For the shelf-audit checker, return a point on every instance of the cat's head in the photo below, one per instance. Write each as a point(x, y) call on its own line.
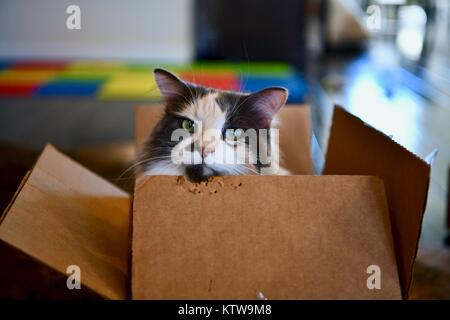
point(206, 132)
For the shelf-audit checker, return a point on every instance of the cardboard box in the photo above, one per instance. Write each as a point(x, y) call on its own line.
point(303, 236)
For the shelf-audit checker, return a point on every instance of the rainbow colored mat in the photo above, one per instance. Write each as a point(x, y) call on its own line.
point(128, 81)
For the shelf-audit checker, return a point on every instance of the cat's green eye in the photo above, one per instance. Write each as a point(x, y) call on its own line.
point(232, 134)
point(188, 125)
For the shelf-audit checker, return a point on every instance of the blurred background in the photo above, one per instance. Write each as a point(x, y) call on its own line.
point(71, 77)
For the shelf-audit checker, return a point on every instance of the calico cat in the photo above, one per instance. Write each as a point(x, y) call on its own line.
point(223, 132)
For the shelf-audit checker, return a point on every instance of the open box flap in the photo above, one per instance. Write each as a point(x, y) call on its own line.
point(288, 237)
point(66, 215)
point(358, 149)
point(295, 134)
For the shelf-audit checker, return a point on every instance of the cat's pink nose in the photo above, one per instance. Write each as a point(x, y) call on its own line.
point(207, 149)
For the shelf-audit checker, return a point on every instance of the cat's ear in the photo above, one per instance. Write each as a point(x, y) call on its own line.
point(269, 101)
point(170, 85)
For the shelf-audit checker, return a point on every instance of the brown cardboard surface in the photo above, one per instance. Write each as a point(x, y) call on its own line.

________________________

__STATED GOAL__
Retype the listing above line for line, with no changes to the wording, and leave the pictures out.

__SOLUTION FOR THIS TASK__
For the shelf-audit checker, return a point on every instance of the cat's head in the photo below, one per instance. Write each as a point(x, y) call on its own line.
point(206, 132)
For the shelf-audit checker, return a point on every instance of the cardboard box in the photo above, one per instance. Write each as a point(x, y) call on its own line.
point(303, 236)
For the shelf-audit checker, return a point on every instance of the rainbow colored mat in the photo above, one per instance. Write each as a point(x, y) call on its own line.
point(128, 81)
For the shelf-audit checker, return a point on every instance of the cat's green eye in the photo above, one per instance. Write each as a point(x, y) call on its own line.
point(232, 134)
point(188, 125)
For the shelf-audit checker, return a point on every instance of the blurred background in the photo above, one per instance. Write each as a point(x, y) call on its own line.
point(71, 77)
For the shelf-audit checker, return a point on every instance of the calico cat in the photo above, one per instance. Write each as a point(x, y) call on its own line.
point(223, 132)
For the shelf-audit checker, return a point on every instance of the open box flap in the photo above, one per instance. Write each as a point(x, y) call on its own line.
point(288, 237)
point(66, 215)
point(358, 149)
point(295, 134)
For the shelf-audit checker, return a point on every instance of the cat's pink nose in the photo above, one per instance. Write each as a point(x, y) call on its own line.
point(207, 149)
For the shelf-audit checker, return a point on every instance of the cat's ear in the photo above, one per instance. Write each as a point(x, y) call on its own line.
point(269, 101)
point(170, 85)
For the shelf-audit checker, return a point on every instance of the brown cardboard surface in the photo above, one per instance. Write each as a point(x, y) call on its own line.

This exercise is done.